◆ **Excerpted text**:
────────────────────

The Shakespeare who spun The Tempest must have known John Dee; and perhaps through Philip Sidney he met Giordano Bruno in the year when he was writing the Cena di Ceneri—the Ash Wednesday supper in the French Ambassador’s house in the Strand. Prospero’s character and predicament certainly reflect these figures, each of whom in his own way fell victim to reaction. John Dee, with the greatest library in England, skrying for the angels Madimi and Uriel (so nearly Ariel)—all of which is recorded in the Angelic Conversations—ended up, in his old age, penniless in Manchester. Bruno was burnt for heresy.

Ten years of reading in these forgotten writers, together with a study of Jung and his disciples proved vital in my approach to both Jubilee and The Tempest. As for the black magic which David Bowie thought I dabbled in like Kenneth Anger, I’ve never been interested in it. I find Crowley’s work dull and rather tedious. Alchemy, the approach of Marcel Duchamp, interests me much more.

Derek Jarman, Dancing Ledge (1991).

────────────────────

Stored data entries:

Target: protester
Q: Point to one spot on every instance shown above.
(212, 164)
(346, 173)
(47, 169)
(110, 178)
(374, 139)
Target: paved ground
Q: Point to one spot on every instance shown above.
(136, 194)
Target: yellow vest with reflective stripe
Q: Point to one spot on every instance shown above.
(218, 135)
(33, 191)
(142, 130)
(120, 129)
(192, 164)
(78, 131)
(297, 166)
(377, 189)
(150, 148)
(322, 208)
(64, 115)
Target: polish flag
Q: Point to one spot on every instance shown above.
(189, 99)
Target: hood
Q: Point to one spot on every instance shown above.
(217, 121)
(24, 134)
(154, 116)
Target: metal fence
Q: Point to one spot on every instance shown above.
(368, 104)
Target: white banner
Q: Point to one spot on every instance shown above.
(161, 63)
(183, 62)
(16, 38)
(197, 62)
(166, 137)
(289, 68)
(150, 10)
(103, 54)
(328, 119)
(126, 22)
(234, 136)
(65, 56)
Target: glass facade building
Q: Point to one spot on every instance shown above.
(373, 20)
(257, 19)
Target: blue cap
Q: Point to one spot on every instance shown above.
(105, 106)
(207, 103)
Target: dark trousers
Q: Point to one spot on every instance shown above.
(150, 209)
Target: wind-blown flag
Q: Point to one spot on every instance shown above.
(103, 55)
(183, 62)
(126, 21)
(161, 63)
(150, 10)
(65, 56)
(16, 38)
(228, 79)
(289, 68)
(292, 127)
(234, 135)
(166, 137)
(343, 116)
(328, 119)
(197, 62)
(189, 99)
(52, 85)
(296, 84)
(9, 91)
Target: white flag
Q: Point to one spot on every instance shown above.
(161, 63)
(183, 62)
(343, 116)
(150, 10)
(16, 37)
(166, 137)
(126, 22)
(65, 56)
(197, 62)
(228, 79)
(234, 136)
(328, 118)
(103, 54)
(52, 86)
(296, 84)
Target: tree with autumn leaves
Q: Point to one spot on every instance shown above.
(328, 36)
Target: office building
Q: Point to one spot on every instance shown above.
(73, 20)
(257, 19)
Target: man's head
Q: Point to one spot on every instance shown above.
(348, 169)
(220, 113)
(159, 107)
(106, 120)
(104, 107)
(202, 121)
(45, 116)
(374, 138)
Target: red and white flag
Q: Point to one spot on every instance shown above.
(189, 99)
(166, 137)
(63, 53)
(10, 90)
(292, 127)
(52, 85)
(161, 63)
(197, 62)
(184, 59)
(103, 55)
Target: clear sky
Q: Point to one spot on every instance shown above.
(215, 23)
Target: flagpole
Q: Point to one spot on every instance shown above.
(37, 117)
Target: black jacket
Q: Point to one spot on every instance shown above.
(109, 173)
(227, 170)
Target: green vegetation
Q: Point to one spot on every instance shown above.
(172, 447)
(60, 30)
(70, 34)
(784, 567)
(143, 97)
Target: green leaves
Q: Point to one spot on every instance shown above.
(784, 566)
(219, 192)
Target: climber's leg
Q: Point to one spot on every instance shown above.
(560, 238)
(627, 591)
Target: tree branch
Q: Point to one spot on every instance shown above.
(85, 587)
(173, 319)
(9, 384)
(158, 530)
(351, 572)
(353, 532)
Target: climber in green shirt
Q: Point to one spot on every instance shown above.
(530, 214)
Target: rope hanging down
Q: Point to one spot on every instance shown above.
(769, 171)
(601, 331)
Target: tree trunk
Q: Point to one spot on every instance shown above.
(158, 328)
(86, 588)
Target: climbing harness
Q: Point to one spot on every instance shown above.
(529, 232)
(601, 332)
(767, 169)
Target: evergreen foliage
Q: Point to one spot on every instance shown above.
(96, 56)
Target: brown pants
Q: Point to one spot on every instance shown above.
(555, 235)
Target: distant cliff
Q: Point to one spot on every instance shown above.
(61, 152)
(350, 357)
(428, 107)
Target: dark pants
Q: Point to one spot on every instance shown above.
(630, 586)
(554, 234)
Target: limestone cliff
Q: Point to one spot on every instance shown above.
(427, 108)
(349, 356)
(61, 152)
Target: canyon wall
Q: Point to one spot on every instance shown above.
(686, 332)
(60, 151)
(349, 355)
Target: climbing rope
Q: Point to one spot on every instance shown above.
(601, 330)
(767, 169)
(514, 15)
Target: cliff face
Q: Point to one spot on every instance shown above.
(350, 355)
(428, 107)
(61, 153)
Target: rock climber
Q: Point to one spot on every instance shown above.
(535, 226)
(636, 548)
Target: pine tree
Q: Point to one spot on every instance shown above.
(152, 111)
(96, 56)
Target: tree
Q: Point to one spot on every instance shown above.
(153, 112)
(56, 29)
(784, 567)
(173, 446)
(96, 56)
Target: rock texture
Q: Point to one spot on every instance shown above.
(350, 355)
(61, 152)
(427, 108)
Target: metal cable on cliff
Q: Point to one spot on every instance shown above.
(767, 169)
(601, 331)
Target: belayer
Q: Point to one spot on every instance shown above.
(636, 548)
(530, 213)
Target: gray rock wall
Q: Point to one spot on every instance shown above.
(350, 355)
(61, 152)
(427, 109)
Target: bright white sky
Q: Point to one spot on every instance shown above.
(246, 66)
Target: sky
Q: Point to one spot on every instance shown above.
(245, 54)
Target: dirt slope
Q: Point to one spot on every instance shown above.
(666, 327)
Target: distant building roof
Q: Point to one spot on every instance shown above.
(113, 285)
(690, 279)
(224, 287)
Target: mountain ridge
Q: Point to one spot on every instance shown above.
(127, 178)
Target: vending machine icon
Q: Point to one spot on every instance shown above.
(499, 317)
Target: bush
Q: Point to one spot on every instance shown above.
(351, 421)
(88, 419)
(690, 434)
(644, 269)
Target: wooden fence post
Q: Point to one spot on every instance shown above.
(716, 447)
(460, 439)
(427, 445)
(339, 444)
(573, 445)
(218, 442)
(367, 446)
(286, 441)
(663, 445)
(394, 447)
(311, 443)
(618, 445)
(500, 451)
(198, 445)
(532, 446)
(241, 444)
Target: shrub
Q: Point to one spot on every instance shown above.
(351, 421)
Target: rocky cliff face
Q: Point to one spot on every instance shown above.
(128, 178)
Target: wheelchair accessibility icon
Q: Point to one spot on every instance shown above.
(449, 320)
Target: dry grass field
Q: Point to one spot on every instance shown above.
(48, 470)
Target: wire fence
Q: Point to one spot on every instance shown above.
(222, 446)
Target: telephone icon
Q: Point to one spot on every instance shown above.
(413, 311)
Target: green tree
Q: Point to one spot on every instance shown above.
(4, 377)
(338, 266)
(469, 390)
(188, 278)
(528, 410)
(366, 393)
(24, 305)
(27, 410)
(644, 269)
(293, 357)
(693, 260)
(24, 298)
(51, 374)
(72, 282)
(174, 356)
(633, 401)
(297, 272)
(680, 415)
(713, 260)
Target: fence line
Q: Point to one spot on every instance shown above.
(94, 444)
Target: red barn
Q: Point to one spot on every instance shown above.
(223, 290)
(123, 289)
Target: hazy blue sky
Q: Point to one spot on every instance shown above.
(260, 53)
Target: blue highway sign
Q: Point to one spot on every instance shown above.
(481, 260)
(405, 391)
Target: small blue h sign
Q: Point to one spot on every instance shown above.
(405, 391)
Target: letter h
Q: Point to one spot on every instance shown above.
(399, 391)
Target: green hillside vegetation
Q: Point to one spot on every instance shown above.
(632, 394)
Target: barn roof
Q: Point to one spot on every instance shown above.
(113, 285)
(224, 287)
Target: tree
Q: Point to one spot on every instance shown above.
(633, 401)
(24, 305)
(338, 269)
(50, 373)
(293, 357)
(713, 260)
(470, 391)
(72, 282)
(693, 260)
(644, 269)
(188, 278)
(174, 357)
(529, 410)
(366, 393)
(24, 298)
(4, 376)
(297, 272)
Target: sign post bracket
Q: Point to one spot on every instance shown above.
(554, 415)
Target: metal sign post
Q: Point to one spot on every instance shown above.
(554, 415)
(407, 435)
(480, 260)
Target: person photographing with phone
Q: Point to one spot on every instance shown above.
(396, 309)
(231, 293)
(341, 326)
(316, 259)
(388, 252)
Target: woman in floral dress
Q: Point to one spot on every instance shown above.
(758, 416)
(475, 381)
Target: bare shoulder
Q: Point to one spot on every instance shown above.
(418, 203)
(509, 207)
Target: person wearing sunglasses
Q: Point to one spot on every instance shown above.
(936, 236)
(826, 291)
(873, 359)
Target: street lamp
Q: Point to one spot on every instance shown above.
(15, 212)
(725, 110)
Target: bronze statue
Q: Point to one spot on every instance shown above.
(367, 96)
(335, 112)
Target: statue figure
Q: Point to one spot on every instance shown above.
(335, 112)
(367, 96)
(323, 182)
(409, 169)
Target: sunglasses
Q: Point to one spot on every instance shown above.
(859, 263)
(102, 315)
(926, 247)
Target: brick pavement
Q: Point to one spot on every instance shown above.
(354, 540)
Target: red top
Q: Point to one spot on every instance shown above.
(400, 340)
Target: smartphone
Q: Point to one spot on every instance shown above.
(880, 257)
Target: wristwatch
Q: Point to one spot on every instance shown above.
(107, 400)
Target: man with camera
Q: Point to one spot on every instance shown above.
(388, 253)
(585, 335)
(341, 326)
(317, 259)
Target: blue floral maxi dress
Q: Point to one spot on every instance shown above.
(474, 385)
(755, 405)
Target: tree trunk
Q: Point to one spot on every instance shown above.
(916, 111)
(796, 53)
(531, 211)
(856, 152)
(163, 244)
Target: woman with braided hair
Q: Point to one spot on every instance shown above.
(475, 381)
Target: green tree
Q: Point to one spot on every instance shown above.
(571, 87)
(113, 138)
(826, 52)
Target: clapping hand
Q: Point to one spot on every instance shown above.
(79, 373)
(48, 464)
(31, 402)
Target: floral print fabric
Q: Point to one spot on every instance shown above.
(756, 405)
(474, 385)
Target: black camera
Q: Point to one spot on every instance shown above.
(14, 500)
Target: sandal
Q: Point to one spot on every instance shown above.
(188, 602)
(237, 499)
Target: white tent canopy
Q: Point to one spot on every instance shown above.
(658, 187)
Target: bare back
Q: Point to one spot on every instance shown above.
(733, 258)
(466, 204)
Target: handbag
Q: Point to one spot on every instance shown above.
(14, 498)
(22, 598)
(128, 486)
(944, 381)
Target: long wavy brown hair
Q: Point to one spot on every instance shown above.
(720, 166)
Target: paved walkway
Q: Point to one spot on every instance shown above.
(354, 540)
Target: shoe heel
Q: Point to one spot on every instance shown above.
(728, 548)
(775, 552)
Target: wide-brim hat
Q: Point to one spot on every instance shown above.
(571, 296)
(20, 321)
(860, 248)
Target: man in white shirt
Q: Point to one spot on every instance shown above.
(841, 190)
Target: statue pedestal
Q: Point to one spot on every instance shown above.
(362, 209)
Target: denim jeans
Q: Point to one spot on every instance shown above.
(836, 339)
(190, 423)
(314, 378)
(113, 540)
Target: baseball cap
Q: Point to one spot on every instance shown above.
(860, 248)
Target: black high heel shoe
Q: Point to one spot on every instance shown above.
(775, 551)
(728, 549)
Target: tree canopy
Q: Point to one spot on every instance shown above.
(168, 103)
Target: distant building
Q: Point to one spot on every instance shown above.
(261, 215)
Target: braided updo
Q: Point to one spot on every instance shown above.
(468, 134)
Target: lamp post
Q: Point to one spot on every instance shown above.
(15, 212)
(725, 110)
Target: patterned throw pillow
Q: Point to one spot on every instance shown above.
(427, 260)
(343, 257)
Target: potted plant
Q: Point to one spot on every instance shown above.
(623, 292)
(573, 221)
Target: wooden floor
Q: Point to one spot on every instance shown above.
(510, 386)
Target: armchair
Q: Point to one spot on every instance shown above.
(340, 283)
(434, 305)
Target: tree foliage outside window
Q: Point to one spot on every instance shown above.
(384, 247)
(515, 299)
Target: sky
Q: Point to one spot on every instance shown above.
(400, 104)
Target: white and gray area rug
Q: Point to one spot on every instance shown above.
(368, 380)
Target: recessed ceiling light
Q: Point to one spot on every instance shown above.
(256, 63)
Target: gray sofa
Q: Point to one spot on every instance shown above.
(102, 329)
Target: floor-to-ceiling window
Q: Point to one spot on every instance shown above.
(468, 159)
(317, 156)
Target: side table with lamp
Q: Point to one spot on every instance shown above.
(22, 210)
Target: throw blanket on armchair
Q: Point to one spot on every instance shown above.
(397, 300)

────────────────────

◆ **Set tasks**:
a: In the passage on Dee, Bruno and The Tempest, where did John Dee end up penniless in his old age?
b: Write the next part of the passage on Dee, Bruno and The Tempest, picking up after its final sentence.
The data above is separate from the passage on Dee, Bruno and The Tempest.

◆ **The responses**:
a: In Manchester.

b:
Damon Albarn’s opera Doctor Dee has been all over the news this week following its premier as part of the Manchester International Festival. Last weekend one of the press ads was announcing this as an “untold story”, as though no one had given much thought to the Elizabethan magus prior to Mr Albarn’s arrival. Neither the ads nor anyone associated with the production will be in a hurry to tell you that the idea for the opera came from Alan Moore who’s had a fascination with John Dee’s life and work for many years. Albarn and fellow Gorillaz cohort Jamie Hewlett approached Alan about a collaboration a couple of years ago; Alan agreed to write something on the condition that Gorillaz provide a contribution to Alan’s magazine, Dodgem Logic. They agreed, Alan set to work, having suggested John Dee as a good subject then the whole thing fell apart: Gorillaz said they were too busy to accommodate themselves to the magazine’s generous deadlines so Alan told the pair that he was now too busy to have anything further to do with their opera. This is all old news (and being a Dodgem Logic contributor I have a partisan interest in the story) but it’s worth noting since the opera will be playing elsewhere once it’s finished its Manchester run so we’ll continue to hear about it. The point is that the subject matter was Alan Moore’s choice, not Damon Albarn’s; if Alan had decided to write something about Madame Blavatsky (say) we’d now be reading reviews of Blavatsky: The Opera. Albarn can at least be commended for staying with the subject. Despite John Dee’s exile in Manchester being part of the city’s history (among other things he helped organise the first survey of the streets) you can bet the apes from Oasis have never heard of him.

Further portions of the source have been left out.